*** Begin section ***

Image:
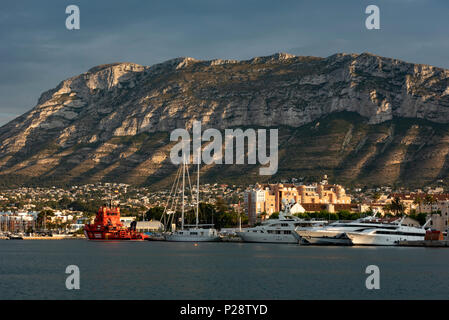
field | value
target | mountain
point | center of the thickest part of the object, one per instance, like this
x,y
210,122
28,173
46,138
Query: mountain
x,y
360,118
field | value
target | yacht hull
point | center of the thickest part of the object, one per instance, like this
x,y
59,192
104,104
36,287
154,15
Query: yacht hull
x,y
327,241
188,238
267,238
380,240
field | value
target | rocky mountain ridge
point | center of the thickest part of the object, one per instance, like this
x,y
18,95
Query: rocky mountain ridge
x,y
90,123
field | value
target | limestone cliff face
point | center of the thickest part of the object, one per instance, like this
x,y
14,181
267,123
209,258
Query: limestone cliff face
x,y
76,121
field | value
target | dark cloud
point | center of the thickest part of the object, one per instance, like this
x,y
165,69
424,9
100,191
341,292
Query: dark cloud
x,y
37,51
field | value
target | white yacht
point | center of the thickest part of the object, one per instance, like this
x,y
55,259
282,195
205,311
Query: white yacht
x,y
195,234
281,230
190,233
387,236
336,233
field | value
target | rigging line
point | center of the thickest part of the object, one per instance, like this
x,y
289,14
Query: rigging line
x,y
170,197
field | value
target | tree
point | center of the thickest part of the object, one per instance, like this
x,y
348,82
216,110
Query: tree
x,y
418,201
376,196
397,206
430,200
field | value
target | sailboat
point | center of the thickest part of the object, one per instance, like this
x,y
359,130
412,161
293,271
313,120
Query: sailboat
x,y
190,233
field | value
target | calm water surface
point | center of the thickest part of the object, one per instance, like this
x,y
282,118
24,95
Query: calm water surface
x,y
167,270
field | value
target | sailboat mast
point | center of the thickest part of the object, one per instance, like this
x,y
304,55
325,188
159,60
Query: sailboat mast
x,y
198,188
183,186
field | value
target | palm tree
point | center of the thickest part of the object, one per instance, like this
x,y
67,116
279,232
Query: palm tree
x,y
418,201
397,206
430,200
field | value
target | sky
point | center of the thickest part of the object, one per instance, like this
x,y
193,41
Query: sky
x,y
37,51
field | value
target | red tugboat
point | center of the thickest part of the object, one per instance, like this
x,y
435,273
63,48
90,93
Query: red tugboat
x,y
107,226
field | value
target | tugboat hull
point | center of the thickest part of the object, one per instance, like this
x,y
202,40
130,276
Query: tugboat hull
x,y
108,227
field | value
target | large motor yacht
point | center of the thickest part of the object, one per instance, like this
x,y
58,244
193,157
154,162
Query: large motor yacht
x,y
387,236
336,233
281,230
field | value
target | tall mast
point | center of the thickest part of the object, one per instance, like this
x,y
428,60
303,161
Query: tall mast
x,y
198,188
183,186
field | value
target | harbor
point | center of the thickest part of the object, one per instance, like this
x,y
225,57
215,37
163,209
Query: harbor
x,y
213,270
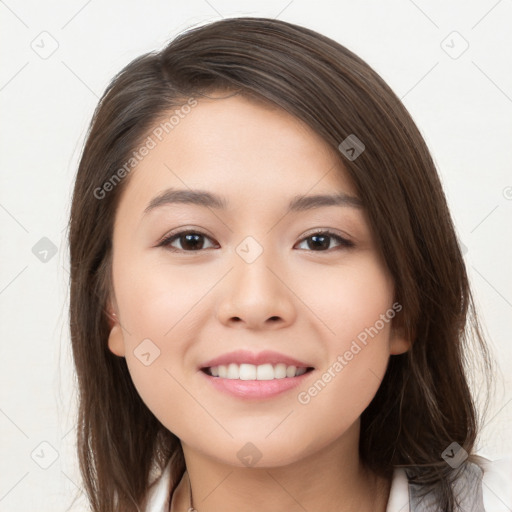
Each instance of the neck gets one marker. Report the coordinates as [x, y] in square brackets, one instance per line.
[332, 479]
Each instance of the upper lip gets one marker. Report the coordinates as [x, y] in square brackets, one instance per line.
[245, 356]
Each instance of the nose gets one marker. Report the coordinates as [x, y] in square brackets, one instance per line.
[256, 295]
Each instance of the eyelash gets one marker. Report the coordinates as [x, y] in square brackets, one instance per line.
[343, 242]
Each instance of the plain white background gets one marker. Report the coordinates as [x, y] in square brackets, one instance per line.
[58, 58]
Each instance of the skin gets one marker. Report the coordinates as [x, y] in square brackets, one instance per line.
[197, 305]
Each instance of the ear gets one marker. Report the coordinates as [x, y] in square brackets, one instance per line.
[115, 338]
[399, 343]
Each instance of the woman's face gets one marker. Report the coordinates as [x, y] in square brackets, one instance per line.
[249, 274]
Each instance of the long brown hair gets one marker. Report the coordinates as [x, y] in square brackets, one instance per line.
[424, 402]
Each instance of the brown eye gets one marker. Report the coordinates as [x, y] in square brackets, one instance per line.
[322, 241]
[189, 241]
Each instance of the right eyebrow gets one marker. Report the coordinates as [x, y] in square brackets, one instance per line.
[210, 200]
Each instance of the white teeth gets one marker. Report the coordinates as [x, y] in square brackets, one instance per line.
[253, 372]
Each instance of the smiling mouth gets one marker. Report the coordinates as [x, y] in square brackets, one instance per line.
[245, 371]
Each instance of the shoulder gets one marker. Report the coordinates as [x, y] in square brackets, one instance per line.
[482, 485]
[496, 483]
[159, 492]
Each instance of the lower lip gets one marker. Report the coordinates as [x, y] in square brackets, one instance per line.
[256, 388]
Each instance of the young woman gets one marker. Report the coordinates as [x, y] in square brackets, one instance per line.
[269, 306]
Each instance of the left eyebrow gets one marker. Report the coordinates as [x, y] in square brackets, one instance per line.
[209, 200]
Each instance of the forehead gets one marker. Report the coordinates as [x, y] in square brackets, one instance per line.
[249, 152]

*** End section ***

Problem description:
Output all the records above again exactly, with the pictures dropped.

Answer box:
Image:
field | value
target | mountain
point | center of the thickest part of the object, one per instance, like this
x,y
210,122
28,173
46,138
Query: mountain
x,y
360,118
field | value
target | yacht hull
point | center of the thickest part of the object, one per instance, like this
x,y
59,192
104,104
36,287
154,15
Query: yacht hull
x,y
327,241
188,238
267,238
380,240
field | value
target | rocky mountain ridge
point | center of the thickest part of the object, one per instance, like this
x,y
18,95
Query: rocky mountain ridge
x,y
90,123
field | value
target | limestone cliff face
point | center of the thickest part of the object, one per instance, like this
x,y
14,181
267,123
209,258
Query: limestone cliff face
x,y
76,121
field | value
target | dark cloud
point | center of the thickest part of the object, one per instance, like this
x,y
165,69
424,9
100,191
341,292
Query: dark cloud
x,y
37,51
field | value
target | white yacht
point | center of the thickest part of the object, one per instance, like this
x,y
55,259
282,195
205,311
Query: white yacht
x,y
195,234
281,230
190,233
387,236
336,233
field | value
target | rigging line
point | center of the thickest part of the object, one per instance, like this
x,y
289,14
Query: rigging line
x,y
170,197
field | value
target | tree
point | center of the thickest part of the object, one per instance, like this
x,y
348,82
216,110
Query: tree
x,y
418,201
376,196
397,206
430,200
field | value
target | sailboat
point | center of the thickest part of the object, one per instance, like this
x,y
359,130
412,161
293,271
313,120
Query: sailboat
x,y
190,233
field | value
target | calm water surface
point | center of the thickest part of the object, one per instance, like this
x,y
282,118
24,95
Query: calm water surface
x,y
167,270
field | value
target | sailboat mast
point | center of the thickest part of the object, one per instance, like this
x,y
304,55
325,188
159,60
Query: sailboat mast
x,y
198,188
183,186
field | value
target | palm tree
point | center of the thickest part of the object, one per instance, like this
x,y
67,116
279,232
Query: palm tree
x,y
418,201
397,206
430,200
field | value
target | sky
point | center of the thickest part of the object, one per instance, like this
x,y
193,41
Query: sky
x,y
37,51
field | value
target | red tugboat
point | center of the thickest part of the object, one per instance, like this
x,y
435,273
63,48
90,93
Query: red tugboat
x,y
107,226
field | value
target | tugboat hull
point | center of the thickest part of the object, one per instance, like this
x,y
202,40
130,276
Query: tugboat hull
x,y
108,227
field | value
target | large motor yacht
point | center of the thickest part of the object, one per instance, like this
x,y
58,244
193,157
154,162
Query: large motor yacht
x,y
387,236
336,233
281,230
field | value
target | tall mast
point | center of the thickest part of the object, one per instance, like this
x,y
428,60
303,161
Query: tall mast
x,y
198,188
183,186
field | value
target | harbor
point | center of the thickest part of the object, one per instance, like this
x,y
225,57
215,37
163,209
Query: harbor
x,y
213,270
Each instance of the neck gets one marker. Report the coordinates as [x, y] in square brackets, one instance per line.
[332, 479]
Each instance of the upper lip gets one marker. Report the coordinates as [x, y] in square brackets, one instance per line.
[245, 356]
Each instance of the nose gets one marker. Report the coordinates as [x, y] in square brackets, one instance per line.
[256, 295]
Each instance of the eyelash gets one marker. Report the coordinates as [x, y] in square brackets, one instance per line.
[343, 242]
Each instance of the plain white background gets one marker. Report the coordinates as [x, y] in square brackets, one instance per line.
[58, 58]
Each instance of the skin gets one marker. Report the coordinates as [x, y] in square brackets, one instance per line.
[197, 305]
Each instance of the ear gets one marker. Report the coordinates as [x, y] in square brackets, one instance per line.
[115, 338]
[399, 343]
Each instance of the woman's face gets one marker. Report the coordinates as [x, y] in square brackets, one instance per line.
[249, 274]
Each instance of the long brown hair gets one marker. Report the coordinates as [x, y] in square brackets, one instance per line.
[424, 402]
Each instance of the brown eye gets one marker. Report the coordinates as [x, y] in square brackets, one instance per line.
[322, 241]
[189, 241]
Each instance of the right eyebrow gets one marker. Report the coordinates as [x, y] in square brackets, one instance per line.
[210, 200]
Each instance of the white teeth gets one marker. Report the coordinates as [x, y] in square brackets, one instance per line.
[253, 372]
Each instance of the smiling mouth gets one marker. Report the coordinates as [x, y] in square brackets, one instance per line.
[245, 371]
Each instance of the shoulder gets one marker. Report the coordinates as [x, y] in square brackets, one instance per line.
[482, 485]
[496, 483]
[159, 492]
Each instance of the lower lip gets one marker. Report the coordinates as [x, y] in square brackets, one instance per line.
[256, 388]
Each instance of the young woman gets one marker. Report the coordinates as [x, y] in square brackets, one instance per line.
[269, 306]
Each instance of the left eyebrow gets one marker. Report the coordinates as [x, y] in square brackets, one instance per line.
[209, 200]
Each instance of the forehead gets one marker. Report the coordinates as [x, y] in square brackets, one instance per line.
[249, 152]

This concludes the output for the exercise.